Dans le texte sur le pipeline de phosphate, expliquez pourquoi le phosphate n'a plus besoin d'être réhydraté à son arrivée à Jorf Lasfar. Répondez en une à trois phrases.

### Document
---+---

Et c’est d’autant plus logique, pour une roche naturellement humide à 15%... Le phosphate est alors transporté sous forme de pulpe composée à 40% d’eau dans le pipeline vers Jorf Lasfar. Depuis trois laveries situées à proximité des mines, voire complètement intégrée à la mine dans le cas de Beni Amir (voir encadré), la pulpe rejoint donc une station de tête via des pipelines secondaires. C’est cette station qui gère directement les envois de batchs - les cargaisons liquides - vers Jorf Lasfar. Grâce au dénivelé naturel entre Khouribga et le littoral, la pulpe est pompée simplement sur une trentaine de kilomètres avant de s’écouler de manière gravitationnelle sur le reste du trajet. À son arrivée 24 heures plus tard, le phosphate n’a donc plus besoin d’être réhydraté comme précédemment avec le train, avant d’être mélangé à de l’acide sulfurique pour en faire de l’acide phosphorique, puis à de l’ammoniaque pour en faire de l’engrais. Ce sont ainsi 3 millions de mètres cubes d’eau par an qui sont économisés.
Moins cher, plus rapide, plus respectueux de l’environnement... «Sur le papier, c’est rapidement devenu évident que le pipeline était avantageux. Mais il fallait oser», se souvient Brahim Ramdani, chef de projet du pipeline, désormais responsable du site de Khouribga. Il y avait d’abord le défi technique que constitue la mise en œuvre d’un pipeline unique au monde, qui passe à proximité de Settat et sous l’Oued Oum Er Rbii. Mais il s’agissait surtout d’un défi industriel. Car bien plus qu’un simple tuyau pour relier Khouribga à Jorf Lasfar, le pipe est un trait d’union qui révolutionne la chaîne de valeur industrielle, de la mine à la chimie.
«Toutes les installations industrielles en lien avec le pipe ont subi des transformations. Le vrai défi c’était donc de piloter cette mutation pour que chacun des éléments soit prêt pour le jour J. Du fait du flux continu, un maillon défaillant enrayerait tout le processus», poursuit Brahim Ramdani. Les transformations vont de l’adaptation des lignes d’acide phosphorique de Jorf Lasfar qui recevaient auparavant du phosphate sec à la digitalisation de tout le processus industriel.

---+---

### Données fournies
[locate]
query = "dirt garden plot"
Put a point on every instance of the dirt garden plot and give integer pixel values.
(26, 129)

---+---

### Réponse attendue
Le phosphate voyage dans le pipeline sous forme de pulpe composée à 40 % d'eau. Il arrive donc déjà hydraté, alors qu'il fallait le réhydrater lorsqu'il était transporté par le train.